** Recorded information follows **

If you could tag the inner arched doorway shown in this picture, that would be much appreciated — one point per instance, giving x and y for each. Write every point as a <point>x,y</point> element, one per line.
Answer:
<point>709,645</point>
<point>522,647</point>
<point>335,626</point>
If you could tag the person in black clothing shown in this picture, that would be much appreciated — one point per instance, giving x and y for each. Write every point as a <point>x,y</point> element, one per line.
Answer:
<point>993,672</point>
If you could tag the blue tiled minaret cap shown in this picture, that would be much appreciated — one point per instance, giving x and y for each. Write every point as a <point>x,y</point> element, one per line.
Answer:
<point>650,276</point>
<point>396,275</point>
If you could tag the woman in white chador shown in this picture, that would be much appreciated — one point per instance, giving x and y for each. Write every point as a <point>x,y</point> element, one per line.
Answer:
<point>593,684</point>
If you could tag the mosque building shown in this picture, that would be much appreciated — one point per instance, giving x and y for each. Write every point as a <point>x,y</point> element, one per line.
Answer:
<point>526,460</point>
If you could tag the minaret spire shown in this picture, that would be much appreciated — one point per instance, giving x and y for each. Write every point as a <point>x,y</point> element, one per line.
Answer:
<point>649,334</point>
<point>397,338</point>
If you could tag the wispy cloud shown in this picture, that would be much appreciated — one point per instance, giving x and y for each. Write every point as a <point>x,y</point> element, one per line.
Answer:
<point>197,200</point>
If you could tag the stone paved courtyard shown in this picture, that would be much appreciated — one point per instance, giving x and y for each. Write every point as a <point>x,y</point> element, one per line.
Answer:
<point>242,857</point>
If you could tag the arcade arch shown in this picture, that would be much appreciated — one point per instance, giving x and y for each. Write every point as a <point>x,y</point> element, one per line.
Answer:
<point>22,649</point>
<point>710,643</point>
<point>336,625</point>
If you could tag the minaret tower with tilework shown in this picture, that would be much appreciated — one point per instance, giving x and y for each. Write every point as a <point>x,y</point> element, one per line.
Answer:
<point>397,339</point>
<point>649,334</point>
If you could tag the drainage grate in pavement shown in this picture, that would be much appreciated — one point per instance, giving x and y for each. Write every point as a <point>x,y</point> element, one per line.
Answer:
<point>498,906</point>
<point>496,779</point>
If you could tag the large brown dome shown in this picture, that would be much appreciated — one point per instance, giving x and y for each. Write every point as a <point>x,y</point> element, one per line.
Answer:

** End of Recorded information **

[Task instructions]
Repeat the data. Leave nothing out and change nothing.

[Solution for this problem]
If you could tag the inner arched doorway shown in this picture, that would be much appreciated — one point per instance, giving x and y for each. Write every point as a <point>x,y</point> element, one per line.
Answer:
<point>709,645</point>
<point>522,647</point>
<point>335,626</point>
If you could tag the person in black clothing shown in this picture, that would be much appreciated — one point per instance, giving x and y for each. Write every point as a <point>x,y</point> element, one per line.
Answer:
<point>993,672</point>
If you could tag the blue tiled minaret cap shown in this picture, that would be much appreciated — one point per instance, giving x and y for each. Write every point as a <point>x,y</point> element, one per line.
Answer:
<point>650,276</point>
<point>396,275</point>
If you could tag the woman in white chador shown in this picture, that would be much appreciated — one point per instance, giving x and y for each. Write every point as a <point>x,y</point> element, one per line.
Answer:
<point>593,684</point>
If you could tag the mosque building shown in this picture, that would be much appreciated — one point per instance, giving x and y for each. Write every point as a <point>x,y</point> element, one per line.
Answer:
<point>526,460</point>
If you could tag the minaret spire shown in this picture, that would be much appreciated — one point per instance, giving x and y for each. Write every point as a <point>x,y</point> element, one per line.
Answer:
<point>649,334</point>
<point>397,338</point>
If you could tag the wispy cloud shown in this picture, that would be much appreciated — one point per instance, giving x and y for each. Write every point as a <point>x,y</point> element, one per line.
Answer:
<point>197,200</point>
If you could tag the stone paved courtyard shown in this picture, that would be much appreciated — one point per instance, giving x and y for each. Write every point as a <point>x,y</point> element, one per line.
Answer:
<point>242,857</point>
If you could tag the arcade arch shown in this picture, that would be much appreciated — one point per instance, giving x and y for each. Write every point as a <point>x,y</point> element, one per line.
Answer:
<point>22,649</point>
<point>710,643</point>
<point>336,625</point>
If you could tag the minaret tower with tilework shown in this picture, that would be much appreciated — one point per instance, giving x and y for each. Write every point as a <point>x,y</point> element, one per line.
Answer:
<point>397,339</point>
<point>649,334</point>
If you could tag the drainage grate in pavement shown in this picture, that would be much appreciated — one point per instance, giving x and y for each. Write every point as a <point>x,y</point> element, one per line.
Answer:
<point>498,906</point>
<point>496,779</point>
If you could tag the large brown dome shown in this picture, that would be much appreciated — one point per instance, giving x and y for each. Write every point as a <point>x,y</point> element, one per line.
Answer:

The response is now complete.